- WORK REQUEST -
From top to bottom, write out the listing exactly and skip every picture.

- DATA TO EXAMINE -

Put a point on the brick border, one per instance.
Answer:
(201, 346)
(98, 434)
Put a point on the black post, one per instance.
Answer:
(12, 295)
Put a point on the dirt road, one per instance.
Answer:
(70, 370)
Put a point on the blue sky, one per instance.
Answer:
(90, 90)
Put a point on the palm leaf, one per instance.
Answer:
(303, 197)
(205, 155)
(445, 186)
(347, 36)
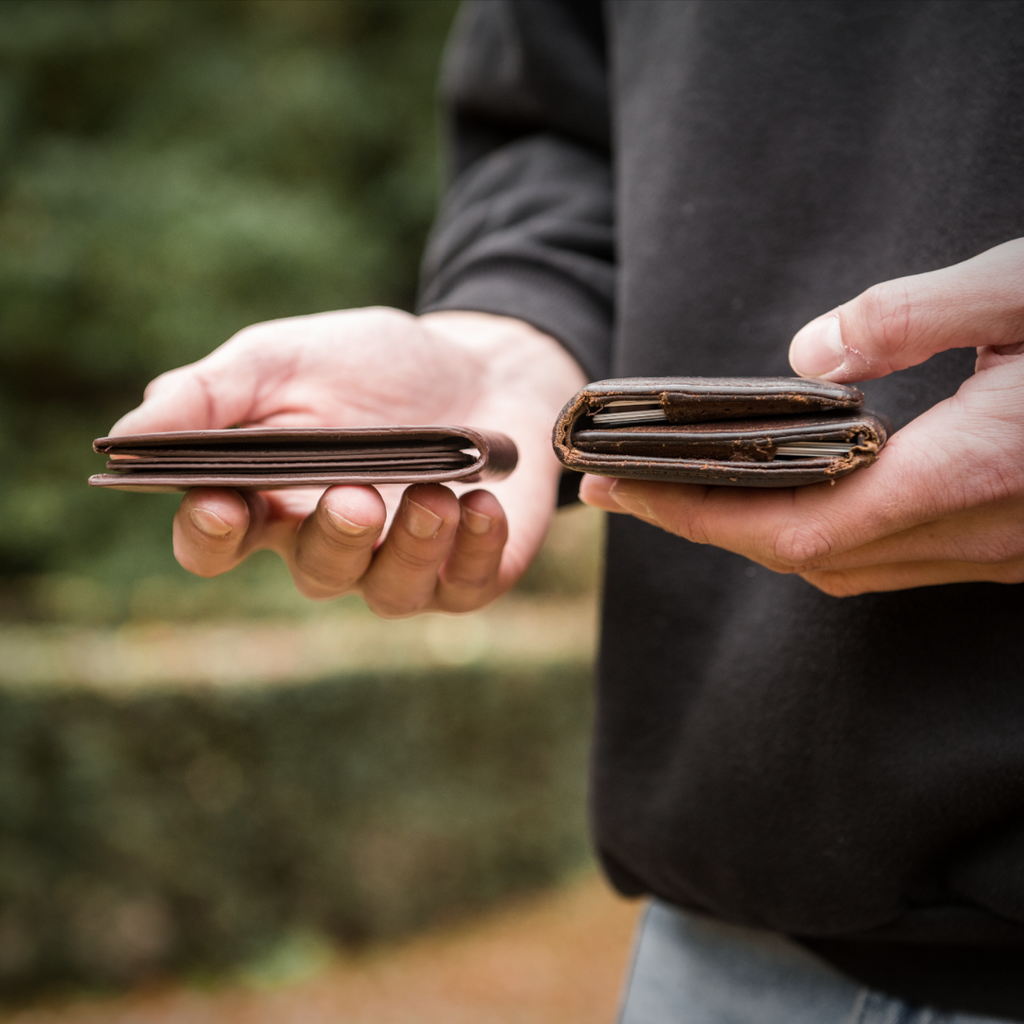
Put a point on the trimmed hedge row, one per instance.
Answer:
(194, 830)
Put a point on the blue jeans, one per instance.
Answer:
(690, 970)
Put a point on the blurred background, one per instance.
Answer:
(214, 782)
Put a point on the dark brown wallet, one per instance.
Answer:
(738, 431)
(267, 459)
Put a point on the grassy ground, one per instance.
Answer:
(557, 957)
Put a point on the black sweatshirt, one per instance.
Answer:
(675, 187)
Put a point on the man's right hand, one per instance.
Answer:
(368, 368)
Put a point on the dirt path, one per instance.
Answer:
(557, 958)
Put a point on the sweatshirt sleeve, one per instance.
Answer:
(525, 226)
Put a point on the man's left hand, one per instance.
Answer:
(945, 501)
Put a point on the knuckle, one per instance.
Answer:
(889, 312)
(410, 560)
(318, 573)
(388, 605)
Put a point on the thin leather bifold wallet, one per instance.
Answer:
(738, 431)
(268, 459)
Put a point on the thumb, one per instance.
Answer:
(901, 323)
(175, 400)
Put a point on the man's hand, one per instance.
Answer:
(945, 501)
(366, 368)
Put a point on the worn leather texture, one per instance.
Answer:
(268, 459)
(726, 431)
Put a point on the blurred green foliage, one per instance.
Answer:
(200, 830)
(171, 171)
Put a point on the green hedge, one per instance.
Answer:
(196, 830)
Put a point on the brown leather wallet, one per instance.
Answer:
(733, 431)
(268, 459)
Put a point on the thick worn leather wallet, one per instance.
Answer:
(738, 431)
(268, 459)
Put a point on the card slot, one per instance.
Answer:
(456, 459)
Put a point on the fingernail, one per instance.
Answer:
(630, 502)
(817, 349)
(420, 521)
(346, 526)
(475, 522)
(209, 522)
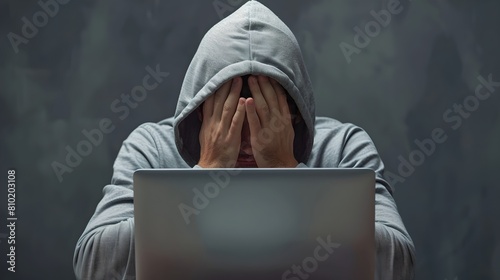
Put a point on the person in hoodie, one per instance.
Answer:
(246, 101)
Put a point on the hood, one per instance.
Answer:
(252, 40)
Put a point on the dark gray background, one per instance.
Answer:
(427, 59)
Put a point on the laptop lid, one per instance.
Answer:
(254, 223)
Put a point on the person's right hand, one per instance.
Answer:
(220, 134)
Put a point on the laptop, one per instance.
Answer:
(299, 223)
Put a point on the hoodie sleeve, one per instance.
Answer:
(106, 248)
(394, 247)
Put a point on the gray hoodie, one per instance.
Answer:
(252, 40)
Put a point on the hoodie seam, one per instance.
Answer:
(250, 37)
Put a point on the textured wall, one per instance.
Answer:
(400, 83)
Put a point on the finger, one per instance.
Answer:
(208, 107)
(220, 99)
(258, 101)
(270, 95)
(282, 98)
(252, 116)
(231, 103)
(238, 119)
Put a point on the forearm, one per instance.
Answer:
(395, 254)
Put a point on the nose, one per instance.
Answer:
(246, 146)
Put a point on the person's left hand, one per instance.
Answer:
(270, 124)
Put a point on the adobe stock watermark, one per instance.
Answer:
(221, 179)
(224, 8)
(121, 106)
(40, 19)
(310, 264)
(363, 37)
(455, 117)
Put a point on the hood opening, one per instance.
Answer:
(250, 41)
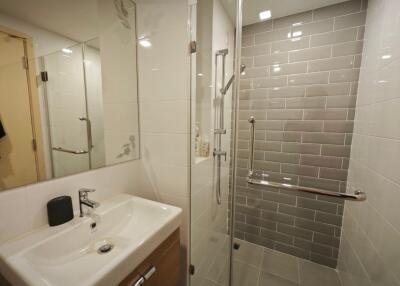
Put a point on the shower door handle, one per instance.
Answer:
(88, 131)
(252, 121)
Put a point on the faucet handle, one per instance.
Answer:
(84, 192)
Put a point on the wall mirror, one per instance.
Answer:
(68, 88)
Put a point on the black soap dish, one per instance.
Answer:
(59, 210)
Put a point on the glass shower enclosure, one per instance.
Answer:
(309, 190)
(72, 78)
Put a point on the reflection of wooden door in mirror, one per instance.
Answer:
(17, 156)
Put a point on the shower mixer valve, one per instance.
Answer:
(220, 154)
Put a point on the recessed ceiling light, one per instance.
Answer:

- FINAL ANSWER -
Put a point on the brick border, one per instance.
Answer:
(201, 346)
(98, 434)
Put a point on the black post, one per instance.
Answer:
(12, 295)
Put a point on the dirt road, one per instance.
Answer:
(70, 370)
Put a point on the blue sky, one per instance.
Answer:
(90, 90)
Put a point on the palm leaf, one per instance.
Answer:
(303, 197)
(205, 155)
(445, 186)
(347, 36)
Put a point on the trimmed hedge row, one per instance.
Answer:
(194, 830)
Put a point on the blue jeans, one per instance.
Answer:
(690, 970)
Put a point on the blurred background, one per instance.
Answer:
(214, 782)
Put a point on the dark brown wallet, one per instance.
Answer:
(738, 431)
(267, 459)
Put a point on the grassy ground, one per instance.
Answer:
(557, 957)
Put a point on the black sweatshirt, one per instance.
Answer:
(675, 187)
Put a point on the man's right hand, one per instance.
Answer:
(368, 368)
Put a point on the dirt path, one per instance.
Answer:
(557, 958)
Put a point on the sweatshirt sleeve, one per instance.
Answer:
(525, 226)
Put a point on the man's left hand, one per instance.
Answer:
(945, 501)
Put a point on the knuckle, one per instance.
Answer:
(889, 312)
(410, 560)
(318, 573)
(388, 605)
Put a point on the thin leather bifold wallet, one per instance.
Answer:
(738, 431)
(268, 459)
Put a point on the thumb, one per instance.
Answer:
(901, 323)
(175, 400)
Put a point on the man's hand, one per instance.
Answer:
(945, 501)
(366, 368)
Put a point on the worn leather texture, one per instance.
Answer:
(268, 459)
(726, 431)
Put a point on the blurred green foliage, one per instance.
Answer:
(200, 830)
(171, 171)
Put a point on the green hedge, one per instance.
Answer:
(196, 830)
Put a point on the brown leather wallet, one per instance.
Answer:
(733, 431)
(268, 459)
Put a point on the thick worn leather wallet, one per instance.
Answer:
(738, 431)
(268, 459)
Put a point on the card slot, one per instance.
Answer:
(456, 459)
Put a point on the fingernail, one per instance.
Answer:
(630, 502)
(817, 349)
(420, 521)
(346, 526)
(475, 522)
(209, 522)
Put a point on the person in hoodie, one per instance.
Answer:
(246, 101)
Put a point on the hood, one per instance.
Answer:
(252, 40)
Put a point on the dark gray background, one per instance.
Answer:
(427, 59)
Put a point on the laptop lid, one per instance.
Answer:
(254, 223)
Put a point on the person's right hand, one per instance.
Answer:
(220, 134)
Put a point on the laptop, one per instance.
Answer:
(299, 223)
Put a point on the hoodie sleeve, one per instance.
Answer:
(106, 248)
(394, 247)
Put a point on the gray hoodie, one per instance.
Answer:
(252, 40)
Put a point on the hoodie seam, one per instance.
Answer:
(250, 37)
Put a point on the textured wall, one per instance.
Answer:
(400, 83)
Put a point on the finger, one per instance.
Answer:
(208, 107)
(220, 99)
(258, 101)
(270, 95)
(282, 98)
(252, 116)
(231, 103)
(238, 119)
Put a point on the forearm, one per instance.
Answer:
(395, 254)
Put a point on the nose, one per instance.
Answer:
(246, 146)
Put a point on the person's left hand, one per instance.
Answer:
(270, 124)
Put a point on the adobe stock watermark, one per instance.
Answer:
(221, 179)
(224, 8)
(121, 106)
(40, 19)
(310, 264)
(363, 37)
(455, 117)
Put a point on the hood opening, one per instance.
Answer:
(250, 41)
Put a point on the shower door handle, one per instance.
Answer:
(88, 131)
(252, 121)
Put a point on the faucet handle, one per instance.
Answer:
(84, 192)
Put a point on the wall mirror, one per instance.
Answer:
(68, 88)
Put a point on the black soap dish, one per instance.
Answer:
(59, 210)
Put a point on the glass shower enclosure, one per instance.
Answer:
(309, 190)
(72, 78)
Put a point on the reflection of wooden door in mirror, one per instance.
Answer:
(17, 156)
Put a point on the shower mixer valve, one per instance.
Answer:
(220, 154)
Put a point on the recessed ceiling light, one per instance.
Answer:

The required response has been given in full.